##### Data entries #####

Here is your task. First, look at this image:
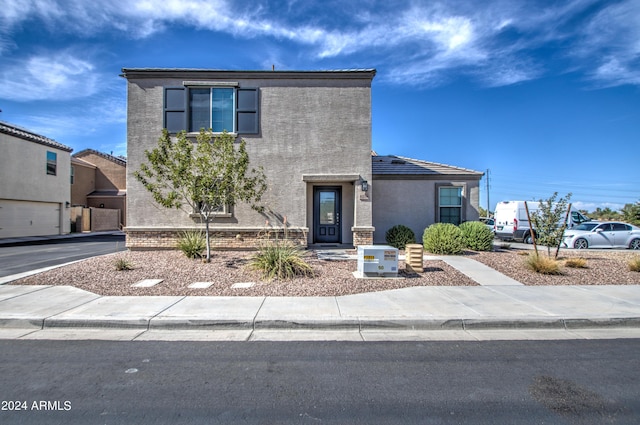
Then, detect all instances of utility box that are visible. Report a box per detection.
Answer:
[404,243,424,273]
[357,245,398,277]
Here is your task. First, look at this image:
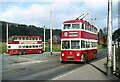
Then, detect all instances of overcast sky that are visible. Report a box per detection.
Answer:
[0,0,119,30]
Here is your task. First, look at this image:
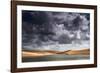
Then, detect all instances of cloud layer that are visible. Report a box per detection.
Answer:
[22,10,90,50]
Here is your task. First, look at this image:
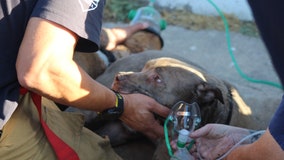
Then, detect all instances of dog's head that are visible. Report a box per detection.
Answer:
[112,58,232,125]
[112,58,223,107]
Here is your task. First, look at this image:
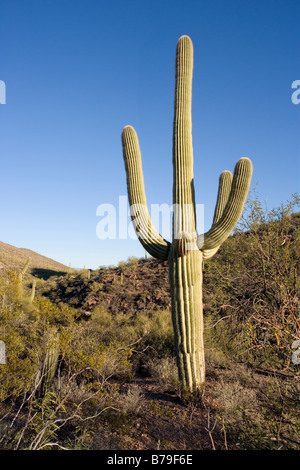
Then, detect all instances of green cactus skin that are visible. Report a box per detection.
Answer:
[122,36,252,393]
[18,257,31,297]
[40,331,59,397]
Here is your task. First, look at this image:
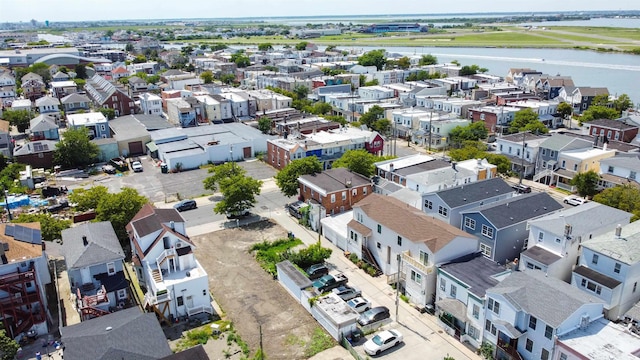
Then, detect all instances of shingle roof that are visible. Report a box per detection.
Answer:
[354,194,476,253]
[62,221,124,269]
[437,178,513,209]
[60,307,171,360]
[487,270,603,328]
[464,193,562,229]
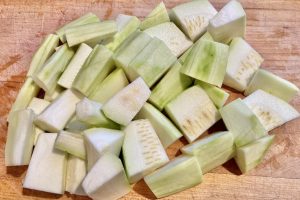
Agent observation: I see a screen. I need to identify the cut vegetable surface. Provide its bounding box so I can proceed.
[122,119,169,183]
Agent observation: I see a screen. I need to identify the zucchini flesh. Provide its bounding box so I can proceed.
[149,61,193,110]
[135,103,182,148]
[219,99,267,147]
[165,86,220,143]
[102,78,151,126]
[57,43,92,89]
[144,155,202,198]
[82,154,131,200]
[172,0,217,41]
[244,69,299,102]
[122,119,169,183]
[140,2,170,30]
[243,90,300,131]
[5,109,35,166]
[23,133,67,194]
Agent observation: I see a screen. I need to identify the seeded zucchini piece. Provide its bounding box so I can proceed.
[244,69,299,102]
[140,2,170,30]
[181,40,229,87]
[27,34,59,77]
[35,89,82,132]
[54,131,86,159]
[144,155,202,198]
[224,38,264,92]
[144,22,193,57]
[32,44,74,95]
[235,135,274,173]
[149,61,193,110]
[57,43,93,89]
[72,45,115,96]
[136,103,182,148]
[180,131,235,174]
[196,81,229,109]
[83,128,124,169]
[171,0,217,41]
[128,38,177,87]
[219,99,267,147]
[55,13,100,43]
[207,0,246,43]
[122,119,169,183]
[23,133,67,194]
[65,20,117,47]
[5,109,35,166]
[82,154,131,200]
[89,68,129,104]
[165,86,220,143]
[102,78,151,126]
[243,90,300,131]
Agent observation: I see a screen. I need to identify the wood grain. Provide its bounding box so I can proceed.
[0,0,300,200]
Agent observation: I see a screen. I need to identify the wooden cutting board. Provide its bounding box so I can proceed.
[0,0,300,200]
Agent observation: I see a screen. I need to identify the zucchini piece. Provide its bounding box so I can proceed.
[149,61,193,110]
[65,20,117,47]
[165,86,220,143]
[171,0,217,41]
[32,44,74,95]
[83,128,124,170]
[55,13,100,43]
[57,43,93,89]
[234,135,274,174]
[102,77,151,126]
[219,99,268,147]
[23,133,67,194]
[26,34,59,77]
[180,131,235,174]
[82,154,131,200]
[181,40,229,87]
[54,131,86,160]
[5,109,35,166]
[72,45,115,96]
[135,102,182,148]
[89,68,129,104]
[122,119,169,183]
[243,90,300,131]
[224,38,264,92]
[244,69,299,102]
[140,2,170,30]
[196,81,229,109]
[128,38,177,87]
[144,22,193,57]
[65,155,87,196]
[35,89,82,132]
[144,155,202,198]
[207,0,246,43]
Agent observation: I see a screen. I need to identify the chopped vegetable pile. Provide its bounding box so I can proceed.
[5,0,299,200]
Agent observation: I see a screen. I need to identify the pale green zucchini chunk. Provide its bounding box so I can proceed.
[122,119,169,183]
[23,133,67,194]
[144,155,202,198]
[219,99,268,147]
[244,69,299,102]
[234,135,274,174]
[165,86,220,143]
[207,0,246,43]
[243,90,300,131]
[181,40,229,87]
[171,0,217,41]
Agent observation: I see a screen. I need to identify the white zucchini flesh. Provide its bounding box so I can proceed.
[23,133,67,194]
[102,77,151,126]
[82,153,131,200]
[122,119,169,183]
[243,90,300,131]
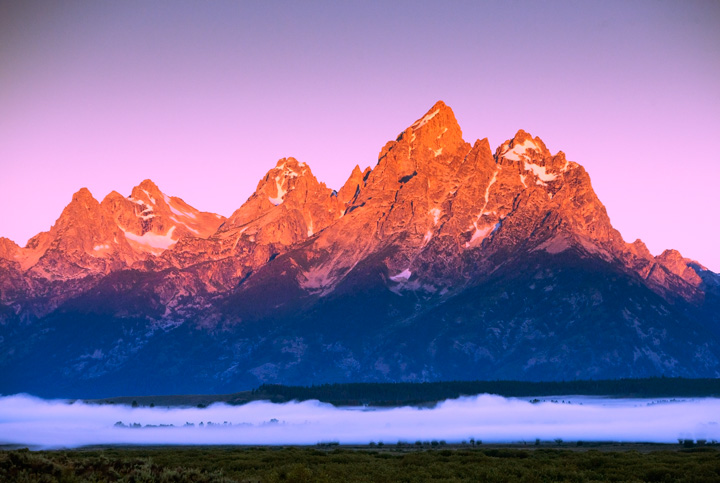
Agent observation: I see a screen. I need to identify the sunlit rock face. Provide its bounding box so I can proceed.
[0,101,720,394]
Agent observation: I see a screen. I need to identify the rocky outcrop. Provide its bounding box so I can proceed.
[0,101,720,398]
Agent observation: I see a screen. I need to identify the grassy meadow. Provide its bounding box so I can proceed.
[0,441,720,482]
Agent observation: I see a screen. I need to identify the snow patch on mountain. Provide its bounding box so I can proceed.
[121,225,177,252]
[410,109,440,129]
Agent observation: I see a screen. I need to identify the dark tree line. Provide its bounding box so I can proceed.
[235,377,720,406]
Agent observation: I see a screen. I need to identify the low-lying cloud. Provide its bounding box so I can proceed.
[0,394,720,448]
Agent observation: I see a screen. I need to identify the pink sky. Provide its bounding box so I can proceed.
[0,0,720,272]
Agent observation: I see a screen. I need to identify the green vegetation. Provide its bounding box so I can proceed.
[91,377,720,407]
[0,442,720,482]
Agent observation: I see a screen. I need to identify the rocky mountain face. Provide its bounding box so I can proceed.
[0,102,720,396]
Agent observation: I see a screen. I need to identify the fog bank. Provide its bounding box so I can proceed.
[0,395,720,448]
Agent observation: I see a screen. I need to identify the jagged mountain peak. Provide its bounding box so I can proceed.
[71,187,98,203]
[130,179,163,205]
[496,129,550,161]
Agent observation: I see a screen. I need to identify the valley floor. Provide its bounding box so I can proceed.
[0,441,720,482]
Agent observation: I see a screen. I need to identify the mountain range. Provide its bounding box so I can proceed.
[0,101,720,397]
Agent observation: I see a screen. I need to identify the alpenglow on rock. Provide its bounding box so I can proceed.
[0,101,720,397]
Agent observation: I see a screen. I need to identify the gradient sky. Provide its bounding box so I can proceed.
[0,0,720,272]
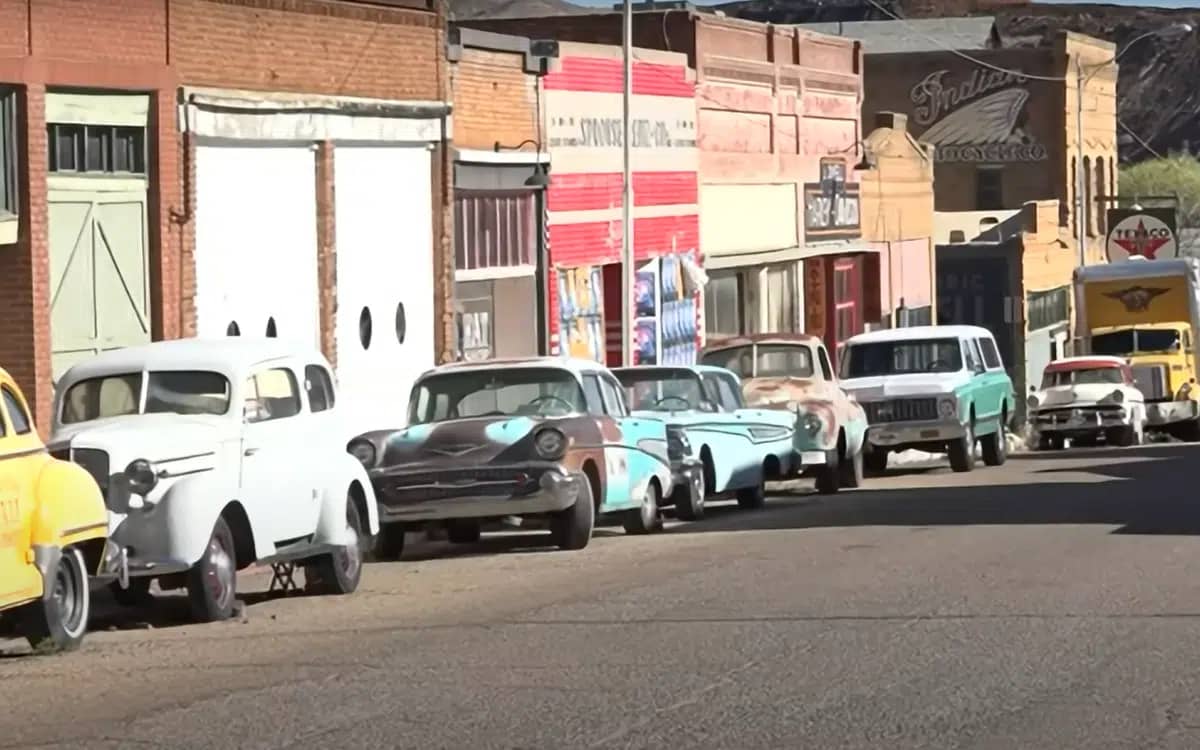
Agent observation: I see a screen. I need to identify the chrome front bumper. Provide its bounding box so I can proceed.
[376,472,587,523]
[866,420,967,449]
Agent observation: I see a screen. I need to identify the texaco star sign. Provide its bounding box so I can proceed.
[1108,214,1178,263]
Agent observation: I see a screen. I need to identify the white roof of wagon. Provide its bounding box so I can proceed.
[846,325,992,343]
[60,336,329,382]
[421,356,608,377]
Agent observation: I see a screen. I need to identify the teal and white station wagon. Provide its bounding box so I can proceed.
[841,325,1016,473]
[613,365,796,520]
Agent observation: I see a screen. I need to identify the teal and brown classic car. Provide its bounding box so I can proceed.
[347,358,674,558]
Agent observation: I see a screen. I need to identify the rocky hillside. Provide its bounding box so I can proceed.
[450,0,1200,161]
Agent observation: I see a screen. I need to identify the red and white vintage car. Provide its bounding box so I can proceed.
[1028,355,1146,450]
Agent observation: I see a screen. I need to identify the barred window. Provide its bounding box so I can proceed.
[455,190,538,271]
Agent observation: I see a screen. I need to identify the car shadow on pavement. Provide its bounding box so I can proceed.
[667,445,1200,535]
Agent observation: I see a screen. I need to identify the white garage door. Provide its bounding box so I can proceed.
[196,146,320,347]
[334,145,436,432]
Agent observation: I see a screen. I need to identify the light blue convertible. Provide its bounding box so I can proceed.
[613,365,796,520]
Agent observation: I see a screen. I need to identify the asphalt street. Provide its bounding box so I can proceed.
[0,444,1200,750]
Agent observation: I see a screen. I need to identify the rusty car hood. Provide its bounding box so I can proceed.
[360,416,600,473]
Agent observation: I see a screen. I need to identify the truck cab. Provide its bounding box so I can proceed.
[1075,258,1200,440]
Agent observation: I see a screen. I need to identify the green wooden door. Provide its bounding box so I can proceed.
[49,181,150,382]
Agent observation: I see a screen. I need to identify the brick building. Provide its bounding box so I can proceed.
[464,7,878,362]
[860,112,936,328]
[865,29,1117,415]
[446,26,558,359]
[0,0,452,436]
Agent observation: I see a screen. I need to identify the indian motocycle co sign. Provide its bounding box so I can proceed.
[908,67,1046,163]
[1105,209,1180,263]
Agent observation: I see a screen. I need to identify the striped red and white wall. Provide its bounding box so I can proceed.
[542,42,704,358]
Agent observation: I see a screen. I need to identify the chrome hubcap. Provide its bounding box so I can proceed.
[53,564,82,631]
[208,538,234,610]
[337,523,362,580]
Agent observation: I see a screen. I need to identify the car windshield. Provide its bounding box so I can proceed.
[841,338,962,379]
[61,370,230,425]
[408,367,586,425]
[1092,328,1180,356]
[703,343,812,380]
[1042,367,1124,388]
[616,368,708,412]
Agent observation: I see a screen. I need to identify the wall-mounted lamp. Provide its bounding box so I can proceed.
[492,138,550,187]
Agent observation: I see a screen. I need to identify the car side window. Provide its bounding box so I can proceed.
[600,376,629,416]
[304,365,335,414]
[244,367,300,424]
[817,347,833,383]
[583,373,604,414]
[716,376,742,412]
[979,337,1004,370]
[2,385,34,434]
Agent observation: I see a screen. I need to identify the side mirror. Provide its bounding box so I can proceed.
[241,398,270,424]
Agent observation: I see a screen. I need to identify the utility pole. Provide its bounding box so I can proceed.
[620,0,634,367]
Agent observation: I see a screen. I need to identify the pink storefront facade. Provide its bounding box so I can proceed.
[542,42,703,365]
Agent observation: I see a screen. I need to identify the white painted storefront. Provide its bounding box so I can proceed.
[184,91,443,433]
[196,144,320,346]
[334,146,436,430]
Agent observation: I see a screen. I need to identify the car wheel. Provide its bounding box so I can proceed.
[979,416,1008,466]
[622,481,662,534]
[838,451,863,488]
[187,517,238,623]
[108,577,154,607]
[305,497,370,594]
[550,476,596,550]
[947,424,974,472]
[20,547,91,653]
[816,449,841,494]
[671,470,707,521]
[446,521,481,545]
[863,448,888,475]
[373,523,404,560]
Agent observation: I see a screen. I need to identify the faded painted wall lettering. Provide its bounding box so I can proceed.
[551,118,681,149]
[910,68,1046,163]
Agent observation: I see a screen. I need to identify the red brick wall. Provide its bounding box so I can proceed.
[0,0,454,431]
[450,47,538,151]
[170,0,444,101]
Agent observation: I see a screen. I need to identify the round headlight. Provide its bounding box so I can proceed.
[802,414,821,434]
[533,427,566,461]
[346,439,376,469]
[125,458,158,496]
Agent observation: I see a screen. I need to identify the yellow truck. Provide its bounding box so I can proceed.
[1074,257,1200,440]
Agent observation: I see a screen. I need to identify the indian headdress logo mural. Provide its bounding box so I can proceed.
[910,68,1046,162]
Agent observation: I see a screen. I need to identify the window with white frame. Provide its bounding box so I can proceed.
[454,190,538,271]
[0,88,18,218]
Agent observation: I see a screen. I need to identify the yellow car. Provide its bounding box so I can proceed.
[0,370,114,650]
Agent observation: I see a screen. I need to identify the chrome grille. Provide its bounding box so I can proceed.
[1133,365,1171,401]
[863,398,937,425]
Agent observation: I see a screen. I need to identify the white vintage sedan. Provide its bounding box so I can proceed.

#####

» **Work instructions**: Can you repeat word for word the lines from the one containing "the chrome grille." through the final line, both ends included?

» **Expected output**:
Agent observation: I see a screen. I need to identify the chrome grille. Provide its bounding box so I can proceed.
[1133,365,1171,401]
[863,398,937,425]
Agent observation: I see a screen. I need to identify the white vintage sedan. Provide its bounding box so I can proceed.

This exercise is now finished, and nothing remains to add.